*GIVEN RECORDS*:
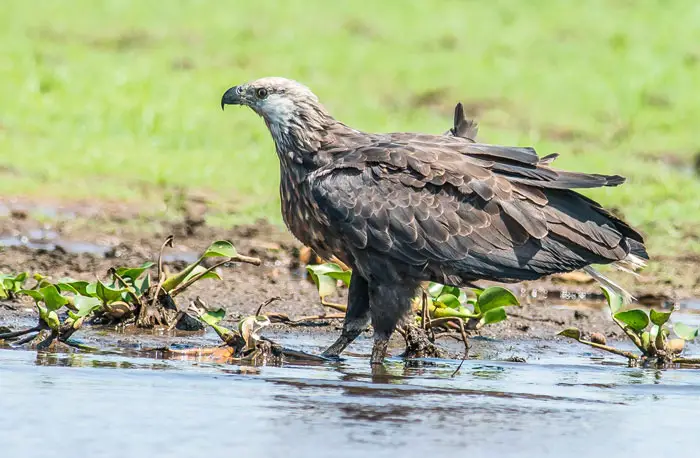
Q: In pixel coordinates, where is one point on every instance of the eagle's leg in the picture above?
(356, 316)
(388, 303)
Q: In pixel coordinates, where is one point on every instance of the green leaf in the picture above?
(636, 319)
(646, 341)
(86, 305)
(571, 333)
(107, 294)
(212, 317)
(684, 331)
(320, 274)
(52, 320)
(91, 289)
(659, 318)
(343, 276)
(449, 300)
(615, 301)
(143, 284)
(73, 286)
(133, 273)
(493, 316)
(326, 285)
(52, 298)
(495, 297)
(435, 289)
(34, 294)
(220, 248)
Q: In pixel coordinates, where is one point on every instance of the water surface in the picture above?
(563, 401)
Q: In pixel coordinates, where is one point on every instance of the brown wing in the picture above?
(463, 127)
(450, 212)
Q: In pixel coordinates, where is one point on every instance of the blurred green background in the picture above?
(119, 100)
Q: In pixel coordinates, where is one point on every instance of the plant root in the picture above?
(419, 345)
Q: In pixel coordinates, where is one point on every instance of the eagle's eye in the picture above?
(261, 93)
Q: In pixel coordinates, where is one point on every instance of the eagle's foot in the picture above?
(379, 350)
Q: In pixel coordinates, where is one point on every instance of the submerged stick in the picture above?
(13, 334)
(609, 349)
(686, 360)
(284, 318)
(266, 303)
(466, 345)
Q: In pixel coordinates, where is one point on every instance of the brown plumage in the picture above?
(402, 208)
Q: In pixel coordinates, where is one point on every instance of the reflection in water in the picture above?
(175, 408)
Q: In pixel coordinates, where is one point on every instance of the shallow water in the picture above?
(564, 400)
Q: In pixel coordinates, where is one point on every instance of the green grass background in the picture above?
(119, 100)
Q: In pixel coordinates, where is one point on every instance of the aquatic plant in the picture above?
(10, 284)
(129, 295)
(447, 309)
(649, 331)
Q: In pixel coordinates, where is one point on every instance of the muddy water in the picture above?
(564, 400)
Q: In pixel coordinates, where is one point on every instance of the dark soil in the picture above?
(547, 305)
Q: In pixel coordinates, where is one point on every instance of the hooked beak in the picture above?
(231, 97)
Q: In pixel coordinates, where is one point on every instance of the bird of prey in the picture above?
(402, 208)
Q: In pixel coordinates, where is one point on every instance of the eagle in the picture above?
(403, 208)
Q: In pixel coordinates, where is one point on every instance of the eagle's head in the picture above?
(280, 101)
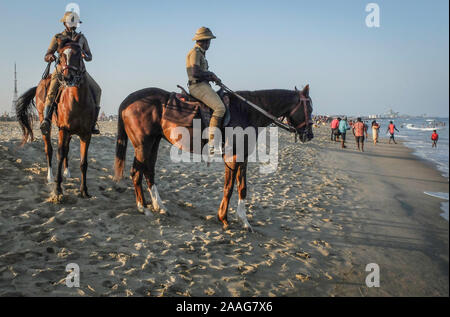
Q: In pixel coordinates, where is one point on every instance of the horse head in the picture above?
(300, 115)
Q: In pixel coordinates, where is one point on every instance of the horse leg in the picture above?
(230, 175)
(84, 147)
(149, 172)
(241, 182)
(63, 139)
(137, 172)
(49, 155)
(66, 162)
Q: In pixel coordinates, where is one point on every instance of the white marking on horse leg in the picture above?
(156, 200)
(143, 209)
(50, 178)
(67, 173)
(243, 214)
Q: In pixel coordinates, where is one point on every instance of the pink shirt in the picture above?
(334, 123)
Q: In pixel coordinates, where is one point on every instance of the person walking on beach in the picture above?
(343, 127)
(391, 129)
(334, 128)
(359, 129)
(375, 130)
(434, 139)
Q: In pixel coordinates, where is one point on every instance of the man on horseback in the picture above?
(199, 78)
(70, 21)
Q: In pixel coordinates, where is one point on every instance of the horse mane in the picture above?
(143, 93)
(267, 99)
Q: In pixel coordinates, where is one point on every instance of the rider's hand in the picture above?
(217, 80)
(50, 58)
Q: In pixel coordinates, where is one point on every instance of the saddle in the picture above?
(182, 109)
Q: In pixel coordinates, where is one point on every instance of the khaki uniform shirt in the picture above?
(69, 35)
(196, 57)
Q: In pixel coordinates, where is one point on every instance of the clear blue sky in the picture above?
(351, 68)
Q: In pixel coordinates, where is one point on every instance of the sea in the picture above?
(416, 134)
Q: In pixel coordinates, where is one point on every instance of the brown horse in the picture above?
(141, 120)
(75, 113)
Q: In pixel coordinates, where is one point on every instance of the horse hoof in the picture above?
(85, 195)
(249, 229)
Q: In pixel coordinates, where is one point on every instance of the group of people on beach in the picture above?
(340, 126)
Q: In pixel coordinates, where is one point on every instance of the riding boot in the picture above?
(47, 122)
(94, 129)
(215, 122)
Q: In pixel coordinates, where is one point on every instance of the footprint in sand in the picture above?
(321, 246)
(302, 277)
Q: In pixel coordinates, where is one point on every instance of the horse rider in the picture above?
(70, 21)
(199, 78)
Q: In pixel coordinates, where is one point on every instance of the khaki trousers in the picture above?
(203, 92)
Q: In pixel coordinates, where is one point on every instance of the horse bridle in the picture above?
(307, 121)
(76, 79)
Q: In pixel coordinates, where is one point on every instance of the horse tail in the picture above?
(24, 113)
(121, 148)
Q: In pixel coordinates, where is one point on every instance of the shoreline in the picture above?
(402, 229)
(319, 220)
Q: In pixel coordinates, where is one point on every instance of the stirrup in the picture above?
(45, 126)
(94, 129)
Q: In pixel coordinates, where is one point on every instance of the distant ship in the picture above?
(387, 115)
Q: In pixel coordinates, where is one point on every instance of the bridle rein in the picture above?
(77, 78)
(303, 101)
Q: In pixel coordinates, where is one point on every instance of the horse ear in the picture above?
(306, 91)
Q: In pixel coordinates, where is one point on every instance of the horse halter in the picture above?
(75, 79)
(307, 121)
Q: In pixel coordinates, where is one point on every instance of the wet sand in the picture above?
(318, 221)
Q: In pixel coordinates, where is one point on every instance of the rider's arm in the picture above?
(87, 55)
(49, 56)
(197, 72)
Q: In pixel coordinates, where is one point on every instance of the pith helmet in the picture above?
(203, 33)
(71, 17)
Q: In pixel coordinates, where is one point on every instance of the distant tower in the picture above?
(13, 108)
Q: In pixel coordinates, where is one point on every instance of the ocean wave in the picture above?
(411, 126)
(444, 205)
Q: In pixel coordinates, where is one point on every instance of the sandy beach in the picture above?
(319, 220)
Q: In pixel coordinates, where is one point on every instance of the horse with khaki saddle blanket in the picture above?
(149, 115)
(75, 113)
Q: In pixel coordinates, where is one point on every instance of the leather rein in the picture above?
(288, 127)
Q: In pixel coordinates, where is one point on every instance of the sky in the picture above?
(351, 69)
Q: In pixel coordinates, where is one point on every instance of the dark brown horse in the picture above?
(141, 120)
(75, 113)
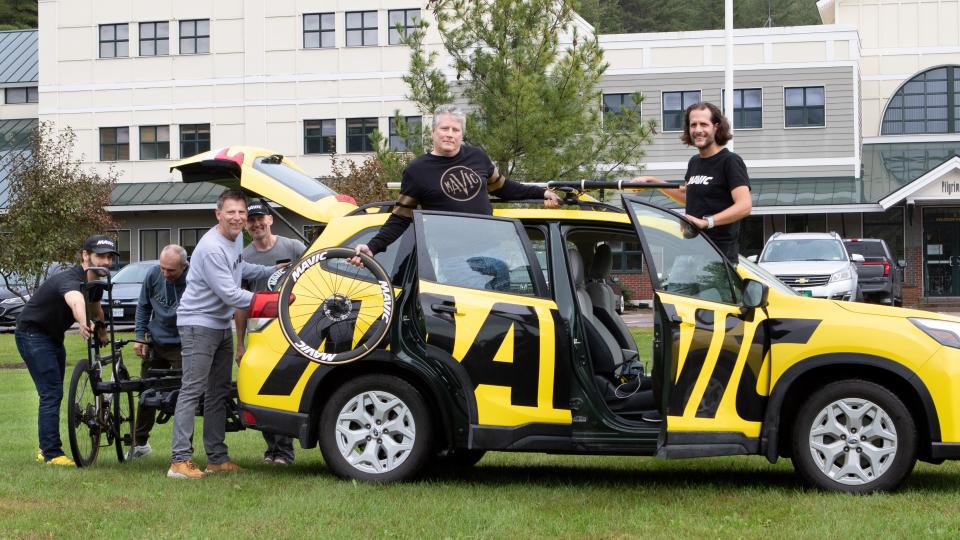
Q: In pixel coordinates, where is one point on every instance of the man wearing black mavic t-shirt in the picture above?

*WHAT YOU SHOULD DO*: Extract the run of lines from the line holding "wave in the picture above?" through the final line of the material above, exactly and inclusively. Leave the pictures behind.

*RESPONSE*:
Q: In pixel coordinates, where is one point on every instance of the ocean wave in the picture above?
(411, 126)
(444, 205)
Q: In pixel coordinates, where is one point on every instance of the sandy beach in the picture above?
(319, 220)
Q: In pixel coordinates, where is one point on every instance of the horse with khaki saddle blanket in the picture above?
(149, 115)
(75, 113)
Q: In pixel coordinates, where is one point on every instance of the leather rein in the picture above?
(288, 127)
Q: In pixel coordinates, where is one point on every instance of the sky in the picture above?
(351, 69)
Q: In pixel coordinates, where is one point on every instance of the dark brown horse in the picture above?
(141, 120)
(75, 113)
Q: In pixel coordinates, where is one point on every instance of the man wearing black mavic t-shirt in the picture above?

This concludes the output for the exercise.